**DESCRIPTION OF THE TASK:**
Please read the waste-reduction tips below and name the store where the writer's baguette bread pan came from.
+++ PASSAGE TO READ
If you’re not down for doing a whole month, try a week. Or a weekend, or even a few days. It is more about being intentional and resetting your mindset.
2. Buy or acquire used
I recently had my neighbor over to teach her how to bake No Knead Bread. She kept commenting on the beauty of one of my bowls. I told her it was a very old Pyrex bowl that belonged to Troy’s grandma. Let’s be clear, it has seen some cooking action but still looks almost brand new.
My neighbor also complimented my baguette bread pan and a few other items and was surprised when I told her they were all from Goodwill.
Thrift stores, church rummage sales, and garage sales are fabulous places to pick up high-quality items for a much lower price. You may even get lucky and find a $1,000 piece of furniture for $15.
3. Buy Quality
If you need to buy something new, buy the highest-quality item that you can afford. Every budget is different and every family’s needs are different. Invest what you can afford. It is that simple.
4. Carry a Waterbottle. Everywhere
I am an unapologetic super fan of Liberty Bottleworks and their locally made metal water bottles. They’re a Washington State company and they make rad bottles that I may be addicted to.
A reusable water bottle will save you so much money on bottled water, not to mention it will reduce your plastic consumption dramatically. Most bottled water is simply filtered tap water.
Why pay more when you can refill your own adorable bottle with filtered tap water?
5. Ditch the Baggies
Four years ago we invested in a Yumbox when my oldest son started Kindergarten. That $30 leakproof lunchbox is still alive and kicking today and looks almost brand new. It keeps things separate and cut fruit will not brown due to the lock-tight seal around each compartment.
If it can survive my kid, it can survive almost anything.
Another fun way to reduce plastic baggie usage is to make your own cloth version. This tutorial on reusable snack bags will walk you through that easy process. The sewing level for this project is “adventurous beginner”.
6. Reusable Grocery Bags
I recently needed to have a small stockpile of plastic grocery bags at home, and so I kept my reusable grocery bags in the car during a grocery run. I could not believe how many plastic bags they needed to replace my three canvas bags.
If you’re new to the reusable bag scene, ChicoBag is great because they are strong and expand but fold up in a tiny little compact package. I received one as a free gift with purchase almost 10 years ago and it is still one of my favorite bags.
I also love the giant $3.99 canvas bags from Trader Joes (the ones with navy colored handles). They’re heavy-duty and last forever.
Want to make your own reusable zero waste produce and bulk bin shopping bags? This tutorial will walk you through the process. The sewing level would also be considered “adventurous beginner”.
7. Glass is Kick-Ass
The humble mason jar is one of the most under-appreciated tools in an effort to reduce waste and consumption. Besides being awesome backdrops for folksy Instagram photos, mason jars are a workhorse! We use them for storing homemade dips, leftover soups, sauces, and even simple quinoa side salads.
++++++
+++ RECORD SET
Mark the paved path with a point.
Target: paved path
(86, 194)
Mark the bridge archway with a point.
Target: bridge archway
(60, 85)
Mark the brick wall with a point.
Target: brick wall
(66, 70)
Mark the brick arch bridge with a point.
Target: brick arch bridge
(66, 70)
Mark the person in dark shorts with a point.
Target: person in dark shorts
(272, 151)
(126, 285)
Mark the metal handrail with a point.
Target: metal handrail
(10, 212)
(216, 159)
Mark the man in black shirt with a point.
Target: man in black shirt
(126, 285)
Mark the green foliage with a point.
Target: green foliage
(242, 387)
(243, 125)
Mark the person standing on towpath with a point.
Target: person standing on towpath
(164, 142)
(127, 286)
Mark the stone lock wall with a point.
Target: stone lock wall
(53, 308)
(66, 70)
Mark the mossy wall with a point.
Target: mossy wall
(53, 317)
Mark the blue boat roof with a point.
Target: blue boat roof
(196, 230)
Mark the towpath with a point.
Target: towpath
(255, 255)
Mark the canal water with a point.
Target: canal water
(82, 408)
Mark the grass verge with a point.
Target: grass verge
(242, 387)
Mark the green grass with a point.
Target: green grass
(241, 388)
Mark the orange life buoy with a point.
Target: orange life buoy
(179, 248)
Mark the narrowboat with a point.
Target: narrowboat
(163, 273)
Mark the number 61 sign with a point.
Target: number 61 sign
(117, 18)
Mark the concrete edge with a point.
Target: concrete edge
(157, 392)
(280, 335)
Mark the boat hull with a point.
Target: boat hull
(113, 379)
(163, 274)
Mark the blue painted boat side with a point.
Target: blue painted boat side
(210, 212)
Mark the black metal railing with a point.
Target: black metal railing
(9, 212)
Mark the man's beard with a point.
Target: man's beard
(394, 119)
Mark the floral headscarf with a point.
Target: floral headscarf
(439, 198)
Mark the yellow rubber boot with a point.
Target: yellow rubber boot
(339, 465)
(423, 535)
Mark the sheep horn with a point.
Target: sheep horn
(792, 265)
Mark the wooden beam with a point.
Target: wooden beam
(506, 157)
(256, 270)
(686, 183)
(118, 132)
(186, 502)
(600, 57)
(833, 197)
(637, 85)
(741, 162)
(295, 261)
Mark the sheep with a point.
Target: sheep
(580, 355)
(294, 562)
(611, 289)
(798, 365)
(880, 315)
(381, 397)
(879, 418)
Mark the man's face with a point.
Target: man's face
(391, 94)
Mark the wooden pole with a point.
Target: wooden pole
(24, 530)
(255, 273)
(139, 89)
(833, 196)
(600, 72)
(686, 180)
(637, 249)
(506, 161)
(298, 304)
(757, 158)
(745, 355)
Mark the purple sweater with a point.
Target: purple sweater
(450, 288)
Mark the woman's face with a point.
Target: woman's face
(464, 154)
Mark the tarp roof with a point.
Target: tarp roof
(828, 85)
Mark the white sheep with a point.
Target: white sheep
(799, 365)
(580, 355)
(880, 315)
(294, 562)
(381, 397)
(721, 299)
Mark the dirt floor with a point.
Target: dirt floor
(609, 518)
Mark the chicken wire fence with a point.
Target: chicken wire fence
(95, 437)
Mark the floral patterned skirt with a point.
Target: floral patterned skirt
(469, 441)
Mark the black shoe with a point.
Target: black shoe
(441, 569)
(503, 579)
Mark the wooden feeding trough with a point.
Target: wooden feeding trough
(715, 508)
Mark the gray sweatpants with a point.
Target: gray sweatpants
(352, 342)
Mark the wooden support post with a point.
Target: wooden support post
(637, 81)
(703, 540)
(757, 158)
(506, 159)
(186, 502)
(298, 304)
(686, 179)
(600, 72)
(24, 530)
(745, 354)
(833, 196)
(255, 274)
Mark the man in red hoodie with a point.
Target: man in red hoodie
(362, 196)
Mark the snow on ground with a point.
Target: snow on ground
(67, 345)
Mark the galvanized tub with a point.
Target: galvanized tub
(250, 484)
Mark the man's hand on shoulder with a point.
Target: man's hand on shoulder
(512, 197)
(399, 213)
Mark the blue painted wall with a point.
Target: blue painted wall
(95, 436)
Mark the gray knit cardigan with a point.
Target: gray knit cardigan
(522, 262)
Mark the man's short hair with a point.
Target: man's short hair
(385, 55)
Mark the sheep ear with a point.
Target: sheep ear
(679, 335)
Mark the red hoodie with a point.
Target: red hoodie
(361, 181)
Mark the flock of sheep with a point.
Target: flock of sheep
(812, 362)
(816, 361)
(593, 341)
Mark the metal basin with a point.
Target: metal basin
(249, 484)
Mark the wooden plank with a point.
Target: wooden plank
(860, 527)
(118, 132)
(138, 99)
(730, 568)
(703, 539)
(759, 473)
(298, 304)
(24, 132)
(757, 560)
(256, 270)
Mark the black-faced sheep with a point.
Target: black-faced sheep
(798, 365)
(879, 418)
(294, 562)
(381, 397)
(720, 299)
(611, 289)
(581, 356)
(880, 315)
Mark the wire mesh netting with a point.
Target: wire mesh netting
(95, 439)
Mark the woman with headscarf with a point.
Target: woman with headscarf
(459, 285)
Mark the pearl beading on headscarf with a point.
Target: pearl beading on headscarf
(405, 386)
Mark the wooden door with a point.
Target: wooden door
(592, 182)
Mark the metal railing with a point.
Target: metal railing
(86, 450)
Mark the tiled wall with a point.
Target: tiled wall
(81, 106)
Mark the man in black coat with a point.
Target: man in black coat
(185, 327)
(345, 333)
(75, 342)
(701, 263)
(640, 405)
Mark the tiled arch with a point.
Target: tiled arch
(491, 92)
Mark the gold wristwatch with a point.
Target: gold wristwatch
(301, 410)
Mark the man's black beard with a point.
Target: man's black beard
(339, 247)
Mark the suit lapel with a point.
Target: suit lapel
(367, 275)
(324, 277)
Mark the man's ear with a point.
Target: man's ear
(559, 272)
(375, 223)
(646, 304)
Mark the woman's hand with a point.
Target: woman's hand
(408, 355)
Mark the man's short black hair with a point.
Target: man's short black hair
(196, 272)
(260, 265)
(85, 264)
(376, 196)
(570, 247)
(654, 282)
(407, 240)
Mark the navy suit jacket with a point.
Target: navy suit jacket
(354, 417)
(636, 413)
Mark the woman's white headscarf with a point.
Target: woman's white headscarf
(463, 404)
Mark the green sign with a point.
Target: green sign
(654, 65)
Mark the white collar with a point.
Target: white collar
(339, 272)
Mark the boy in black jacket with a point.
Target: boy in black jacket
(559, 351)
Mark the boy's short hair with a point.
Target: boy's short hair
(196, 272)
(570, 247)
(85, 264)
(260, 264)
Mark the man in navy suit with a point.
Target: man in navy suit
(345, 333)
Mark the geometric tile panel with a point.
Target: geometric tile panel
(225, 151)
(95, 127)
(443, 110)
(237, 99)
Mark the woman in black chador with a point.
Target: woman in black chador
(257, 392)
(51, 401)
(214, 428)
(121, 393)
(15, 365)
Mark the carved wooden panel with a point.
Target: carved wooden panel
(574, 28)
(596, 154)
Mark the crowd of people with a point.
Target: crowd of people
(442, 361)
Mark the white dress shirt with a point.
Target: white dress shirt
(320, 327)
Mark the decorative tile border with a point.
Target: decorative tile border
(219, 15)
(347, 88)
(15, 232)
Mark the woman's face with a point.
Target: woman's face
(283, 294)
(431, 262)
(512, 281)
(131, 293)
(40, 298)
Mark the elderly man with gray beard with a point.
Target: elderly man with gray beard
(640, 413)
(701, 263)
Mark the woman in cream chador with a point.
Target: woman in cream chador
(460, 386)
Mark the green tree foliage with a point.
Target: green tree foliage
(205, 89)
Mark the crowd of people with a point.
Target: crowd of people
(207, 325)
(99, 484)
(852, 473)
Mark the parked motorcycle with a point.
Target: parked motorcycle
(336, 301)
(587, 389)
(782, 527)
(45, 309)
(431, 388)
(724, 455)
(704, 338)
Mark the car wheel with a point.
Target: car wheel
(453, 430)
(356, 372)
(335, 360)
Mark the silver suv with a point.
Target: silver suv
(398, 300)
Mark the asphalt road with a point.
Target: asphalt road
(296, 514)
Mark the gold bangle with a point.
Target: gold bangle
++++++
**WRITTEN SOLUTION:**
Goodwill.